Page extract ->
--- Start ---
On 29 November 2018, the Land Use Planning and Approvals Amendment (Tasmanian Planning Policies and Miscellaneous Amendments) Act 2018 was passed, making a number of changes to the Land Use Planning and Approvals Act 1993 (LUPAA). The changes took effect on 17 December 2018.

One of the significant changes is creating a new instrument, the Tasmanian Planning Policies (TPPs). The TPPs will be a suite of policies covering a range of issues that benefit from a statewide approach. They are additional to State Policies, Regional Land Use Strategies (RLUS), and the State Planning Provisions. The TPPs are intended to provide strategic direction to State and local governments across the land use planning system and inform the content of planning schemes and strategies.

“The TPPs” refers to the full suite of policies, rather than individual policies. When a new policy is proposed, it will be added as an amendment to the TPPs. The easiest way to think of it is as a book of policies, with any new policies being an additional chapter to the book rather than a new book.

The main features of TPPs are discussed below.

What can TPPs cover?

The TPPs may relate to:

  • sustainable use, development and protection or conservation of land;
  • environmental protection;
  • liveability, health and wellbeing of the community; and
  • any other planning matter that could be addressed in a planning scheme or RLUS.

In his Second Reading Speech, the Minister gave the following examples of issues likely to be covered by TPPs:

  • economic development & key resources
  • settlement & liveable communities
  • hazards & risks
  • natural assets
  • cultural heritage
  • transport & infrastructure

This is not an exhaustive list. Policies may be developed on a wider range of planning issues, such as biodiversity management, tourism, affordable housing and climate adaptation.

The TPPs must:

  • be consistent with any relevant State Policy (including the State Coastal Policy 1996, Policy on the Protection of Agricultural Land 2009, State Policy on Water Quality Management 1997 and all National Environment Protection Measures); and
  • seek to further the objectives of the Resource Management and Planning System, including promoting sustainable development, providing for fair, orderly and sustainable use and development, encouraging public participation, economic development, and shared responsibility for resource management and planning.
--- End ---
Dataset rows ->
--- Start ---
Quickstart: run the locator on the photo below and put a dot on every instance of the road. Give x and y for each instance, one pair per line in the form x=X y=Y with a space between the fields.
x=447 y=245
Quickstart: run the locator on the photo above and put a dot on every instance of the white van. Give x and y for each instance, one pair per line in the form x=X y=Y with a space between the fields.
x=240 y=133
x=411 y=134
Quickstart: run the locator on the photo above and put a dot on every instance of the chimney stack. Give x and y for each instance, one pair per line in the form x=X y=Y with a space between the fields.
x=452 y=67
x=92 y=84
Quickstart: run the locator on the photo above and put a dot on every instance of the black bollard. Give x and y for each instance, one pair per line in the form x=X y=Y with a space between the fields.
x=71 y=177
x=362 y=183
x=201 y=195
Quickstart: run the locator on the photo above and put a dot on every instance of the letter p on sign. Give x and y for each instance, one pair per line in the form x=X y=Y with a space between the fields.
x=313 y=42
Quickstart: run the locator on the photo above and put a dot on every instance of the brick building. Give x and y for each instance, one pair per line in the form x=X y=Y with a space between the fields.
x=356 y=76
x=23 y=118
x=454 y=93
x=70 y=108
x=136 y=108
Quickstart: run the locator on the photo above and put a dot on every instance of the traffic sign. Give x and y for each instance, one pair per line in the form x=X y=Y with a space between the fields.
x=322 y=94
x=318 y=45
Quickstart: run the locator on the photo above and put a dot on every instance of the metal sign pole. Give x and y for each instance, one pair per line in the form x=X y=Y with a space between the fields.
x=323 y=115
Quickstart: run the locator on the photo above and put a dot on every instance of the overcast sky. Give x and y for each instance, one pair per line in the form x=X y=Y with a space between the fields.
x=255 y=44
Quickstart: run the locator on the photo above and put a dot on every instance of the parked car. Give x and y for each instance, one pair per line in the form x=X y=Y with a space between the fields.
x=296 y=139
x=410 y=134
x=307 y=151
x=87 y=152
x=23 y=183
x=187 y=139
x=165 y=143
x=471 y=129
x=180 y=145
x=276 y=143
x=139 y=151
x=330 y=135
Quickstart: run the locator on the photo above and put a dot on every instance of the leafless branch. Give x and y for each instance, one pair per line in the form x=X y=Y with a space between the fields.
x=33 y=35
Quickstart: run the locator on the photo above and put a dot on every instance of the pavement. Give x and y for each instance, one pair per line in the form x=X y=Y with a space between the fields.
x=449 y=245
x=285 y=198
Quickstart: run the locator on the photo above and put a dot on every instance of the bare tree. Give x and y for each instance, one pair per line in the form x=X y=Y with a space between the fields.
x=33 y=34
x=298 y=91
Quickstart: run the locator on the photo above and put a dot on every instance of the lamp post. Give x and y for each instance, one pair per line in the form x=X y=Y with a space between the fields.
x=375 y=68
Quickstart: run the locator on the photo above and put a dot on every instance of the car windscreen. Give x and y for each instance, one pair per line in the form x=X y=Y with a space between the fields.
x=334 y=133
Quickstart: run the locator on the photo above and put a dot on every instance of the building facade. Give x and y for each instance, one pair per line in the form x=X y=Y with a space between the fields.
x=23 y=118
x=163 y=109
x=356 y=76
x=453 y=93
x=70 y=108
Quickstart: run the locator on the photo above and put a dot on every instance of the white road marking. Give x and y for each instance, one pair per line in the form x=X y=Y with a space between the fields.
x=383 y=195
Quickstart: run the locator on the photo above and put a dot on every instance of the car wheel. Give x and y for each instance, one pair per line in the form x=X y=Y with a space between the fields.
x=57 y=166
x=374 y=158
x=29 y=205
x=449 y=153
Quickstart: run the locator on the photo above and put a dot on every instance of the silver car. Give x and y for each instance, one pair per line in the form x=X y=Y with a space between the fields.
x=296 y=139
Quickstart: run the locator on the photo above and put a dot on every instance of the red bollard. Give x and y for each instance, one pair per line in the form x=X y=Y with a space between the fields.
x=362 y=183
--- End ---
Work to do ->
[a] Rewrite the paragraph beginning "One of the significant changes" from the extract on Tasmanian planning policies as a short list that keeps its main facts.
[b] From the extract on Tasmanian planning policies, reproduce the text from "One of the significant" to "can TPPs cover?".

The results ->
[a]
- The Act creates a new instrument: the Tasmanian Planning Policies (TPPs).
- The TPPs are a suite of policies on issues that benefit from a statewide approach.
- They add to State Policies, Regional Land Use Strategies and the State Planning Provisions.
- They are meant to give strategic direction to State and local governments across the land use planning system.
- They are meant to inform the content of planning schemes and strategies.

[b]
One of the significant changes is creating a new instrument, the Tasmanian Planning Policies (TPPs). The TPPs will be a suite of policies covering a range of issues that benefit from a statewide approach. They are additional to State Policies, Regional Land Use Strategies (RLUS), and the State Planning Provisions. The TPPs are intended to provide strategic direction to State and local governments across the land use planning system and inform the content of planning schemes and strategies.

“The TPPs” refers to the full suite of policies, rather than individual policies. When a new policy is proposed, it will be added as an amendment to the TPPs. The easiest way to think of it is as a book of policies, with any new policies being an additional chapter to the book rather than a new book.

The main features of TPPs are discussed below.

What can TPPs cover?